| Problem |
Copy exactly, and only, the lines from the line containing "Task: indicate one point on every instance of the crouching" through the last line of the records below, both included.

Photo object pointing records:
··········

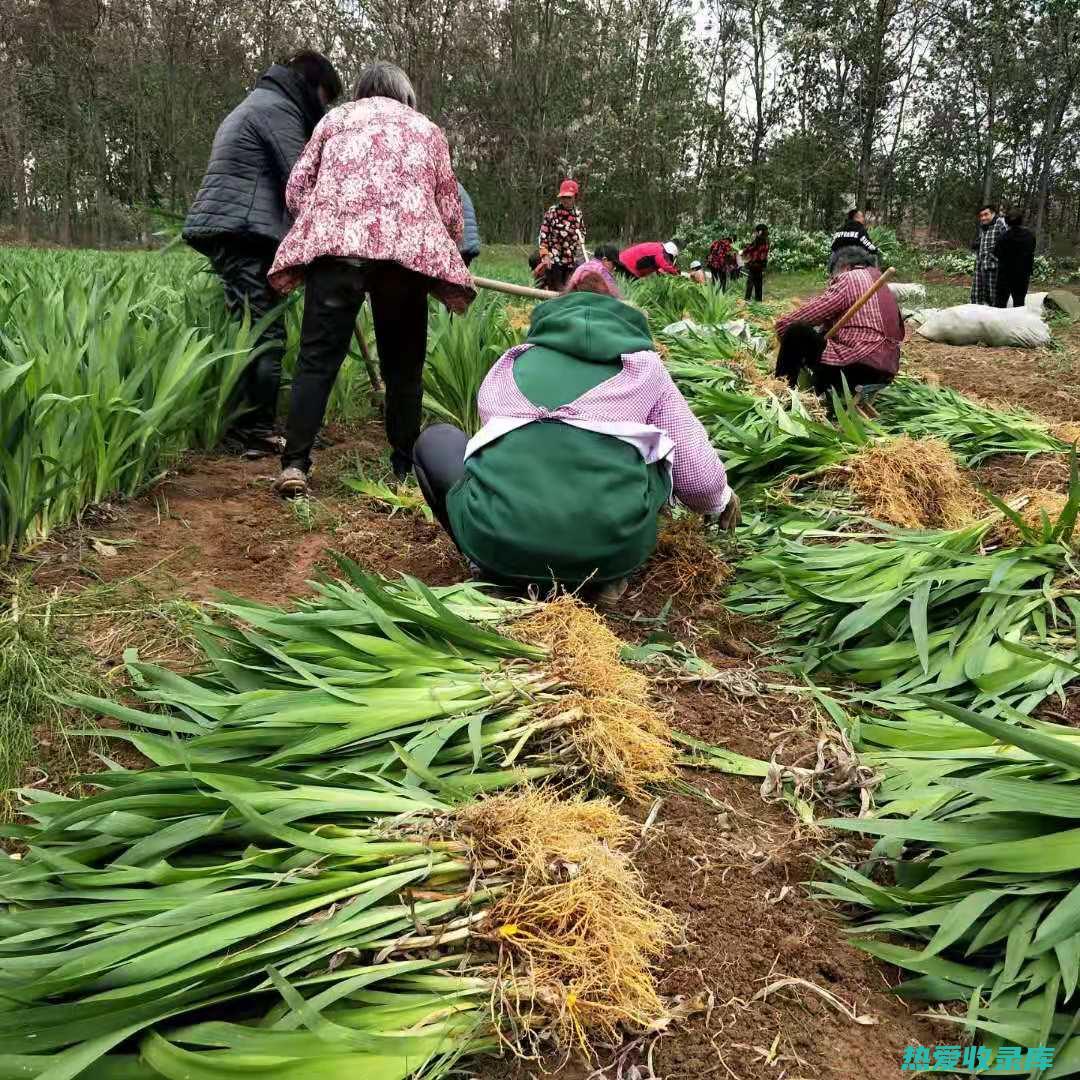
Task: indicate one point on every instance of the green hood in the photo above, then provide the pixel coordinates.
(590, 326)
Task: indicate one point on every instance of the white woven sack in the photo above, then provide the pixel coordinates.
(977, 324)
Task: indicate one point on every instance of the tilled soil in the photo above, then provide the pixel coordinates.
(731, 865)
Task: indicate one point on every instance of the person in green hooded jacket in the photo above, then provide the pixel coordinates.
(584, 440)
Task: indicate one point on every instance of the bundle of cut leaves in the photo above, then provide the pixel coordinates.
(973, 431)
(974, 822)
(904, 612)
(309, 822)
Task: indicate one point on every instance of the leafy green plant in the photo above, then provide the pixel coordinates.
(460, 353)
(403, 497)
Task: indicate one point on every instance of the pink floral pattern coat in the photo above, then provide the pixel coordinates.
(375, 183)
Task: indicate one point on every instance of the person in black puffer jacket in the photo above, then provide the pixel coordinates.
(239, 216)
(1015, 252)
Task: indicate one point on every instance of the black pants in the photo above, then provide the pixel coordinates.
(334, 293)
(801, 346)
(439, 458)
(556, 277)
(755, 283)
(242, 265)
(1012, 287)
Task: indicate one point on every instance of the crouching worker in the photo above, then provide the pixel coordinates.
(584, 439)
(866, 349)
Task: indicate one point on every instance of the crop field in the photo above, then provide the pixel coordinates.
(287, 794)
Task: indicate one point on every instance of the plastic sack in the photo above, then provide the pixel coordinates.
(977, 324)
(907, 292)
(739, 328)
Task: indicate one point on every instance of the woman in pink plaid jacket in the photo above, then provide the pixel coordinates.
(377, 215)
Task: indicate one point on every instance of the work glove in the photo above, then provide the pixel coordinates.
(729, 517)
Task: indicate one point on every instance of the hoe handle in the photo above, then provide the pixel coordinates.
(846, 318)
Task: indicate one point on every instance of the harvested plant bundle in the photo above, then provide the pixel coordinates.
(309, 824)
(685, 565)
(975, 821)
(667, 299)
(972, 431)
(460, 353)
(576, 929)
(616, 728)
(405, 682)
(921, 611)
(914, 483)
(763, 440)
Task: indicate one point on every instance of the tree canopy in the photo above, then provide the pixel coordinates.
(666, 111)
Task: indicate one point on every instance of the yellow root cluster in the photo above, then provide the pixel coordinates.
(1039, 501)
(577, 936)
(685, 565)
(617, 730)
(915, 483)
(1067, 431)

··········

| Correct answer |
Task: indicate one point on every instance of the crouching worker in the photo above, then provide the pixel coordinates.
(584, 439)
(866, 349)
Task: indicate one point on every instance of the crop field in the photo above, then provide the pixel coordinates.
(287, 794)
Task: indicate one point on every instance of the plastic sack in the photo above, then provide the pixel coordinates.
(977, 324)
(907, 292)
(739, 328)
Task: indicate one point on every instance of the woman in pink plaid jacket in the photo above, then provide the pixel coordinates.
(377, 215)
Task: indicate one point on every instance of the work glove in the photo above, then provide the pixel coordinates.
(729, 517)
Task: indicate one point on every instance of the hoe handle in the photo above, then provide the pixel coordinates.
(846, 318)
Task: indicate one point on every instance of the harvested plant bundle in the photo above, then provide the pixel coordinates.
(309, 824)
(685, 565)
(975, 821)
(667, 299)
(972, 431)
(460, 353)
(576, 929)
(616, 728)
(405, 682)
(921, 611)
(914, 483)
(763, 440)
Task: indicate one point on every instance of the tree canopy in the photo above, then provide the pixel coordinates.
(666, 111)
Task: indicate one point on every instance of the yellow root cluster in the photo above, then provide the pixel coordinates.
(1039, 501)
(577, 936)
(685, 565)
(617, 730)
(915, 483)
(1067, 431)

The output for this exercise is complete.